- _Objective_
Set out as a numbered list the stretch of lines from the one containing "Would you be able to locate the bare" through the one containing "<point>545,226</point>", leaving out any blank lines.

- _Material provided_
::::::::

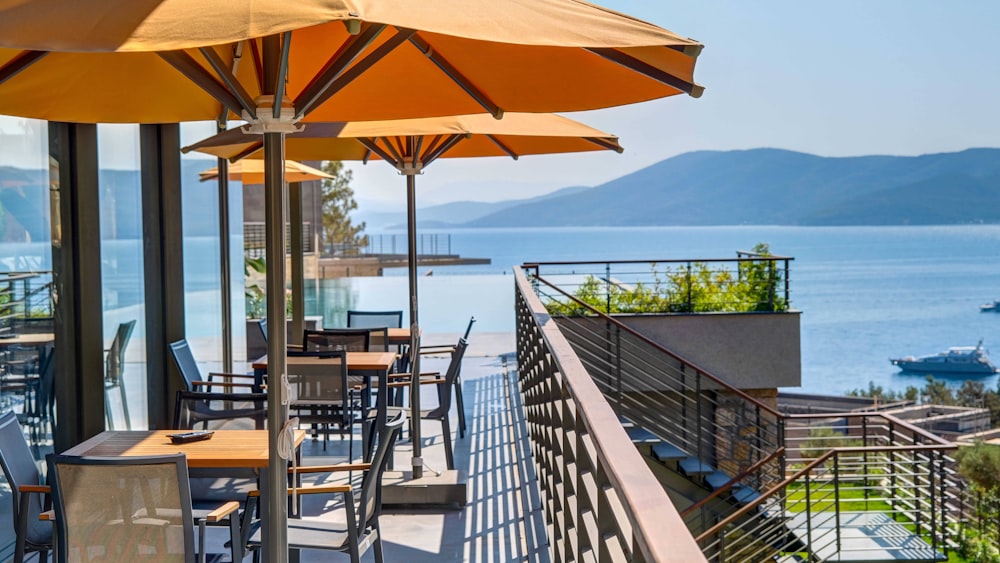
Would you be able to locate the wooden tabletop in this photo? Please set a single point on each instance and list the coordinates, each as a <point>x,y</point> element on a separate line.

::::::::

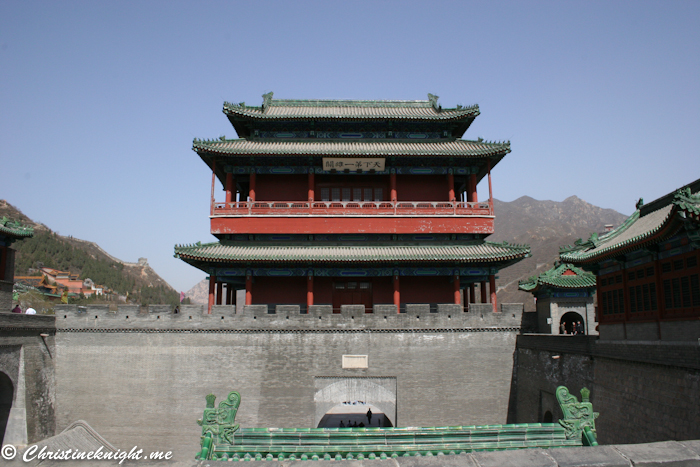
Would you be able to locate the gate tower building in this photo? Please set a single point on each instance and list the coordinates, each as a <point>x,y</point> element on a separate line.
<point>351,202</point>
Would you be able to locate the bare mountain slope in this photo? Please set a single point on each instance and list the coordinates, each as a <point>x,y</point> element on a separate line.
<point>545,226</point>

::::::::

- _Final result_
1. Would you be able to locate the bare mountain slope in this photo? Please set a single point on each instance and list the coordinates, each as a <point>x,y</point> element on a separate line.
2. <point>545,226</point>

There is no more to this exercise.